* BEGIN Page excerpt *

In addition to above typescript do not support package.json "exports" and "type". There is no path towards true ESM in projects I manage.

This request focuses on users targeting browsers without a bundler.

That's incorrect. I rarely write TS/JS for browsers, I mostly work on server-side code and I also need this because I want to use ESM loading in node and not depend on bundlers and extra code for module loading.

External modules like lodash would continue to work even without .js as these are CommonJs.

Unless they aren't.

When emitted.

It might be ./moduleA.js. Or it might be ./moduleA/index.js, right? Node.js module resolution permits a number of paths.

Unless they aren't.

Can you provide example when these would not work? Node.js just landed support for importing named export from CommonJS.

* END Page excerpt *

**Directive a**
Count the lines in the listing below that contain the string "target", and reply with the number alone.

* BEGIN Information provided *

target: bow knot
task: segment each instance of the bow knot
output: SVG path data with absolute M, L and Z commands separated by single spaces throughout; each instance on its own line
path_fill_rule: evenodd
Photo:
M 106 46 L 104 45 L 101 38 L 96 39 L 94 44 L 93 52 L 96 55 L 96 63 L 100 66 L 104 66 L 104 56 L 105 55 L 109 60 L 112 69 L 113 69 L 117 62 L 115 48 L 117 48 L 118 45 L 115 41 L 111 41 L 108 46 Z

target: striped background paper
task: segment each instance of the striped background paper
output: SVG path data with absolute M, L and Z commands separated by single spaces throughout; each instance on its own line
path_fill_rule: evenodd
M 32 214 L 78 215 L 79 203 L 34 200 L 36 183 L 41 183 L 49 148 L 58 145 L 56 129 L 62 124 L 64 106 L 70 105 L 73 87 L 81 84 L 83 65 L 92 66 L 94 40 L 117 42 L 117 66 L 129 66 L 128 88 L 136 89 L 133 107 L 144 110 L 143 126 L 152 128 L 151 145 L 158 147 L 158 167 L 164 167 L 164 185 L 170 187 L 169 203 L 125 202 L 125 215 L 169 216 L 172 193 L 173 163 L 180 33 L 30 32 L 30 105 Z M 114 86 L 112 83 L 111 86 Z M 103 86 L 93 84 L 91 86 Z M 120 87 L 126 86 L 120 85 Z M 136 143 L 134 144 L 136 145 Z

* END Information provided *

**Directive b**
Continue the discussion above about ESM imports in TypeScript and Node.js, picking up after its last sentence.

**Exercise answer a**
2

**Exercise answer b**
https://nodejs.org/api/esm.html#esm_import_statements

It might be ./moduleA.js. Or it might be ./moduleA/index.js, right? Node.js module resolution permits a number of paths.

Not in ESM mode. index.js would no longer be supported as it is now. ESM loader would read package.json metadata "exports" and "type".
https://nodejs.org/api/esm.html#esm_mandatory_file_extensions

For typescript + node.js based projects we need better native ESM story. This can happen via tooling (typescript) or in node.js Problem is that there is lack of consensus on what should be done.

Edit removed link to node PR as it was misleading.